The Texas Medical Association challenged the Rule under the Administrative Procedures Act (APA), arguing that the Departments exceeded their authority by giving “outsized weight” to one statutory factor over the others specified by Congress, and that the Departments failed to comply with the APA’s notice and comments requirements in promulgating the Rule. In turn, the Departments argued that the plaintiffs did not have standing to bring the claims.

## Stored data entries
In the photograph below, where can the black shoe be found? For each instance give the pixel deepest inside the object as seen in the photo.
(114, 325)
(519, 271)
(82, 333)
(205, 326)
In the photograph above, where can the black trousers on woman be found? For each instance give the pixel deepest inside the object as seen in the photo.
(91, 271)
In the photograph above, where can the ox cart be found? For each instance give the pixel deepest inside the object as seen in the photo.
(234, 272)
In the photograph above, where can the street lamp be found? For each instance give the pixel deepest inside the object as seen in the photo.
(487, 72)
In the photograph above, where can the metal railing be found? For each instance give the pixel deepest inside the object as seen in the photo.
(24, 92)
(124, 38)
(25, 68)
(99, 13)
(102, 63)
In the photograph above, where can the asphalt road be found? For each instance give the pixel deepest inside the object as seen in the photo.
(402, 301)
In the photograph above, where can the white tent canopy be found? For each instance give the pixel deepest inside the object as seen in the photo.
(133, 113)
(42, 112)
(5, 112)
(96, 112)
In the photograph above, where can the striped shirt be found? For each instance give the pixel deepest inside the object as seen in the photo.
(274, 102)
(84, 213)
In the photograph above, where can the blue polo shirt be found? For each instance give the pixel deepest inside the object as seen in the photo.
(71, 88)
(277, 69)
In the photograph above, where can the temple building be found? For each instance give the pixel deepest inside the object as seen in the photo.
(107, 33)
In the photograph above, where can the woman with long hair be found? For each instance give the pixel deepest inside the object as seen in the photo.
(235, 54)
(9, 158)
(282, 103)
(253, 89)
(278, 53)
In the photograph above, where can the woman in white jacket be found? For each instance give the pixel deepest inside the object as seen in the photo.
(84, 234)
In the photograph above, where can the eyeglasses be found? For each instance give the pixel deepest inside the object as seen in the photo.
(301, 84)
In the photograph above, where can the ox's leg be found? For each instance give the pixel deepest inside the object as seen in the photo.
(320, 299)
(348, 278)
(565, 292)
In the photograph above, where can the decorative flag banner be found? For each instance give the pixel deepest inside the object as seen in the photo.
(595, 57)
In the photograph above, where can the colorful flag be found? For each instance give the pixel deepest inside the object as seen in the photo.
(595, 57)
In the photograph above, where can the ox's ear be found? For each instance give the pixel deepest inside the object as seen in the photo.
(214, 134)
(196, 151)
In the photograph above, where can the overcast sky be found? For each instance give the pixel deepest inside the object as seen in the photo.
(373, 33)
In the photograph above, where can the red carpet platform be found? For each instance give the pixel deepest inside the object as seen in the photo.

## Required work
1 – Answer these questions about the excerpt on the Texas Medical Association's challenge:
(a) Under which act did the Texas Medical Association challenge the Rule?
(b) Which of the act's requirements did the association say the Departments failed to follow in promulgating the Rule?
(c) What did the Departments argue in response?
2 – Retype the part of the excerpt on the Texas Medical Association's challenge that starts at "The Texas Medical" and ends at "bring the claims.".

## Solutions to the exercise
1 –
(a) The Administrative Procedures Act (APA).
(b) The notice and comments requirements.
(c) That the plaintiffs did not have standing to bring the claims.

2 –
The Texas Medical Association challenged the Rule under the Administrative Procedures Act (APA), arguing that the Departments exceeded their authority by giving “outsized weight” to one statutory factor over the others specified by Congress, and that the Departments failed to comply with the APA’s notice and comments requirements in promulgating the Rule. In turn, the Departments argued that the plaintiffs did not have standing to bring the claims.